• Problem description:
Starting at the beginning of the rows and ending at the line containing "point(106, 203)", switch "Target" to "Object" and change nothing else. Give those lines again.

Dataset rows:
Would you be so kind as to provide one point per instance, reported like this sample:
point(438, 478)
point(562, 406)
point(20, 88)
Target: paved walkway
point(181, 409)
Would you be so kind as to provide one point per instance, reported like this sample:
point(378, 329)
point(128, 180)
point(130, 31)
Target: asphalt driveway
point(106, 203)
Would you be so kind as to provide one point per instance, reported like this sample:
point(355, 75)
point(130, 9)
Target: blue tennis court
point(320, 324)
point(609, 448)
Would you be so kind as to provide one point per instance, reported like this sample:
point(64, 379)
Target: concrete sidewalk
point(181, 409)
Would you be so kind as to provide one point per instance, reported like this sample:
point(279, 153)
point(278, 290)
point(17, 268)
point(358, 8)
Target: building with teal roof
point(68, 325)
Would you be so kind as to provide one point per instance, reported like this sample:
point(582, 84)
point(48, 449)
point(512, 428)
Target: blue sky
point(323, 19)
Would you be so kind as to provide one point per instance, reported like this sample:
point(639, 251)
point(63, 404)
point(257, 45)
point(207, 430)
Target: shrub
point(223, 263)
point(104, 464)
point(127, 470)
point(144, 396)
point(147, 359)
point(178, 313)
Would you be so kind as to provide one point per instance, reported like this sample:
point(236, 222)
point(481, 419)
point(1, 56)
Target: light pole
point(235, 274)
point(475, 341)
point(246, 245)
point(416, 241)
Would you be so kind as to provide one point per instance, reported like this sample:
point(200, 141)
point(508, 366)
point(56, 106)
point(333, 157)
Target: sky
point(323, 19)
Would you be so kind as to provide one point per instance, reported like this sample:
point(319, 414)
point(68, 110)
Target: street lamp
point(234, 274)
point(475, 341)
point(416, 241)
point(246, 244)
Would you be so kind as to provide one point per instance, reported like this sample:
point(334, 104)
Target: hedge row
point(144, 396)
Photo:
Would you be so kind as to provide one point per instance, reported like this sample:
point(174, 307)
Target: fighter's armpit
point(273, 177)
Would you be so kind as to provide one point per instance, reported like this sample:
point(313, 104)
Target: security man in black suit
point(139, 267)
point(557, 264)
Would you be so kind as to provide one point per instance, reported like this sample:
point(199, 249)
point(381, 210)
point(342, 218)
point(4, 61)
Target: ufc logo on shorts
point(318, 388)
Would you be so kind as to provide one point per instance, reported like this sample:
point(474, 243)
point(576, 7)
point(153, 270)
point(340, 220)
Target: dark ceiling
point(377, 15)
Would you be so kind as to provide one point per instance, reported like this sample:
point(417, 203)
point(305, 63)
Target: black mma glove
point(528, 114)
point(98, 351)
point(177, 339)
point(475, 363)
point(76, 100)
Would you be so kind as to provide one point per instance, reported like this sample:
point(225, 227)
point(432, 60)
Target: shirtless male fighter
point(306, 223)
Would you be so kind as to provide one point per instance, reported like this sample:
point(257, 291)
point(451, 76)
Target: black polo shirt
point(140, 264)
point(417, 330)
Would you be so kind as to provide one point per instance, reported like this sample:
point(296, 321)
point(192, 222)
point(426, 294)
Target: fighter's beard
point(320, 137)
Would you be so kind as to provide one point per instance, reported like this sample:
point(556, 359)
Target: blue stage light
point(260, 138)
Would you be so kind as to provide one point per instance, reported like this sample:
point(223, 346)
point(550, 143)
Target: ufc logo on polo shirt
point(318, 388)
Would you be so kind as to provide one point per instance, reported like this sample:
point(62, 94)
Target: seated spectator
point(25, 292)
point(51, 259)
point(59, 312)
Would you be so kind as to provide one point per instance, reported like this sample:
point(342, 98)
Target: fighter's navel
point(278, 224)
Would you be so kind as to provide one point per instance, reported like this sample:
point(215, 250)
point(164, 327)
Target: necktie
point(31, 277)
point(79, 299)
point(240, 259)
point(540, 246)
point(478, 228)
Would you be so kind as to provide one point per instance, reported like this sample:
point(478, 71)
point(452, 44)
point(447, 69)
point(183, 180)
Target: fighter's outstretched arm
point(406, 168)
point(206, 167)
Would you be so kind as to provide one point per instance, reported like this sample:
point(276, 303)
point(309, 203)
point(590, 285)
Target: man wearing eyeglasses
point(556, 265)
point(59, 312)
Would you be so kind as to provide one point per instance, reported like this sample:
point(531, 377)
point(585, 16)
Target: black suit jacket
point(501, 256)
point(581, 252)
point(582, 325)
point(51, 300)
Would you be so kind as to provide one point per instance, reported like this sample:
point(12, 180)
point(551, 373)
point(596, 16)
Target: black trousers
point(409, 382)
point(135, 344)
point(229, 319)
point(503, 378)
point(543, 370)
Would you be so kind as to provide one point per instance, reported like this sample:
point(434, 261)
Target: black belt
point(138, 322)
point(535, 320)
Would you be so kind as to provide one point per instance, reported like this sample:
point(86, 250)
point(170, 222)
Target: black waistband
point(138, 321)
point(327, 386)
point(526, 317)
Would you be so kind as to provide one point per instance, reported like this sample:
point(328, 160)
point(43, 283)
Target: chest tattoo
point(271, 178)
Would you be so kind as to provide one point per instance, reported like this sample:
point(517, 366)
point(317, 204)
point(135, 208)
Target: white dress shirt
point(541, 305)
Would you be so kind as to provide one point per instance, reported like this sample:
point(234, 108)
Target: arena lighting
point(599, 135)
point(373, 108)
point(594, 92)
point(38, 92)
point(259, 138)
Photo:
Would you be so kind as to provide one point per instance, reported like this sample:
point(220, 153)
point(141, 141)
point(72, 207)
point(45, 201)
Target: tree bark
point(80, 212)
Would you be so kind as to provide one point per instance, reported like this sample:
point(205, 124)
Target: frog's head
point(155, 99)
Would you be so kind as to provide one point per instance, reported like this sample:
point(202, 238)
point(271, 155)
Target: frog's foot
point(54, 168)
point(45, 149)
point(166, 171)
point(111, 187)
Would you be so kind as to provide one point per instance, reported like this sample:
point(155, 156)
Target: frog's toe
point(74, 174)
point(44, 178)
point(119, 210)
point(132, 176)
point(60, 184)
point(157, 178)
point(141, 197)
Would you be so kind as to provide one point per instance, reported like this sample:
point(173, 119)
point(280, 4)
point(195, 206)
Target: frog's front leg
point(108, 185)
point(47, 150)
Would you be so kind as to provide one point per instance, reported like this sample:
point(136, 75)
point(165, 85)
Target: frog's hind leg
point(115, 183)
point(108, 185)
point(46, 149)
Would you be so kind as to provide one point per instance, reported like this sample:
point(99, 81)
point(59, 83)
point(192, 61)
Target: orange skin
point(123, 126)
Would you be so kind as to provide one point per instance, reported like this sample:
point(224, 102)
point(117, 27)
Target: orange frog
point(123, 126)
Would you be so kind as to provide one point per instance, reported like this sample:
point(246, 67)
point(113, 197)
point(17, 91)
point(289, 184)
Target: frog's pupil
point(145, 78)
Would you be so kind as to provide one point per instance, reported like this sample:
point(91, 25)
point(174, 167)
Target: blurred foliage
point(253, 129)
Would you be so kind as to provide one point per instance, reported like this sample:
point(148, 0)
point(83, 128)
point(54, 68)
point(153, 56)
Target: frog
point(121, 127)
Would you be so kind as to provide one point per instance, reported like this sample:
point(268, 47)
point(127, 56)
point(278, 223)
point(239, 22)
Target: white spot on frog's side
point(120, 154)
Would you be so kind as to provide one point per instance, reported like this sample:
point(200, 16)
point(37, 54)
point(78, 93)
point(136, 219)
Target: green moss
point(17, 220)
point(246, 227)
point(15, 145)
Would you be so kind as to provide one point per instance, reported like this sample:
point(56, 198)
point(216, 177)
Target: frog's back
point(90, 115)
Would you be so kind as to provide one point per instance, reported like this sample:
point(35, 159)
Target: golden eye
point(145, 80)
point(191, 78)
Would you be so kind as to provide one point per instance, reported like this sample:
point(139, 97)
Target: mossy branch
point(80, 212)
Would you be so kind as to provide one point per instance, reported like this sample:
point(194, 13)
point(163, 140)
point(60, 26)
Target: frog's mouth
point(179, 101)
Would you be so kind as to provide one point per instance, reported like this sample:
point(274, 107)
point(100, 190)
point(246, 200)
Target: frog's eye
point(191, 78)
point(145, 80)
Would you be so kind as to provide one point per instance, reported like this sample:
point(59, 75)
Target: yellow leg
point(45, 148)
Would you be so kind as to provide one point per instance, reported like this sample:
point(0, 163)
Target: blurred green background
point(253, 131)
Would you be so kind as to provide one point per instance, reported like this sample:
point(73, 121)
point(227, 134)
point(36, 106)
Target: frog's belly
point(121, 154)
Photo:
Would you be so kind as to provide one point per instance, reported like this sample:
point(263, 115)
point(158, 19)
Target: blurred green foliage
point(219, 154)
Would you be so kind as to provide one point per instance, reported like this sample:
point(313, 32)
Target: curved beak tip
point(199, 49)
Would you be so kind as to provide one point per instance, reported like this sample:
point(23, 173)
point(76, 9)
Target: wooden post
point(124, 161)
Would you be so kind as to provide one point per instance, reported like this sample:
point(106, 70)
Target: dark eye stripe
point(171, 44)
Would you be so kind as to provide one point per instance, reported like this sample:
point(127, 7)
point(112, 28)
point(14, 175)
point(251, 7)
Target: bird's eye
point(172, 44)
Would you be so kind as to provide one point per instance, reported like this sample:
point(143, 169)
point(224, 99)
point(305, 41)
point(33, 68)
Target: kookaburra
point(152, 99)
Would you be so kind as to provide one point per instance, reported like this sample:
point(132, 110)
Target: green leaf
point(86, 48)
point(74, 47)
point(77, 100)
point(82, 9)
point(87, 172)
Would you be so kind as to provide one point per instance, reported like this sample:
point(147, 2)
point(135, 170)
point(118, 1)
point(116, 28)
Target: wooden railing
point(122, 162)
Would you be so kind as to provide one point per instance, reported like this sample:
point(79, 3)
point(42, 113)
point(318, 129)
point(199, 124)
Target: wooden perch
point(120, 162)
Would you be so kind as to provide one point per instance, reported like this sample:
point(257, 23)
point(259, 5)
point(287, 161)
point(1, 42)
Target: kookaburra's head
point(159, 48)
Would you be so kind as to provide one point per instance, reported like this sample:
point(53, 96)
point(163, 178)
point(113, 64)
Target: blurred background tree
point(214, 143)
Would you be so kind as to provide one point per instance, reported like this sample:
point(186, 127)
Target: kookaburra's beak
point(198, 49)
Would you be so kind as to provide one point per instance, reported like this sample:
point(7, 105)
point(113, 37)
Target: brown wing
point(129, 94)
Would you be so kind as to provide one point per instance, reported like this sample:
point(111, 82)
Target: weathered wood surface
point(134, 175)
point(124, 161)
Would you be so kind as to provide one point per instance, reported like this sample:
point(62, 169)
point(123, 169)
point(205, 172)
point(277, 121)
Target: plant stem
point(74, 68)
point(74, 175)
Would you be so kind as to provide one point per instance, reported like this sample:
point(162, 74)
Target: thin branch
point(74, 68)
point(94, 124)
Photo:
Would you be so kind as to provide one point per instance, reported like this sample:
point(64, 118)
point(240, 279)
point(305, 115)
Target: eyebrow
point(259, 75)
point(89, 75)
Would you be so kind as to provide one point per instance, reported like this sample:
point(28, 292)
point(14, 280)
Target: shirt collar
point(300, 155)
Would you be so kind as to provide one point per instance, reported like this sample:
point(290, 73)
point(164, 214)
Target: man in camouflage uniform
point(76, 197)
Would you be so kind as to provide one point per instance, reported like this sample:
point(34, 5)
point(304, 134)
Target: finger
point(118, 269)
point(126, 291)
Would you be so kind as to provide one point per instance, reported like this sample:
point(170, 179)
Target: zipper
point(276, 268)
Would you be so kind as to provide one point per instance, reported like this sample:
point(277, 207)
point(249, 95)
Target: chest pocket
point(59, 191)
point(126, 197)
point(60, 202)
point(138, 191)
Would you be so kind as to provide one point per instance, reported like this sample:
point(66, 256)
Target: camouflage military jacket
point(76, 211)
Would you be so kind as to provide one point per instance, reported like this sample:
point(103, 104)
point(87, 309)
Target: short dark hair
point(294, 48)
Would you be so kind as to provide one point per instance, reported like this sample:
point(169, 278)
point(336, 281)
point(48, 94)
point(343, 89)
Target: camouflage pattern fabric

• Result of this task:
Would you be so kind as to provide one point per instance, reported like this sample:
point(438, 478)
point(562, 406)
point(20, 88)
Object: paved walkway
point(181, 409)
Would you be so kind as to provide one point per instance, reported like this sample:
point(378, 329)
point(128, 180)
point(130, 31)
Object: asphalt driveway
point(106, 203)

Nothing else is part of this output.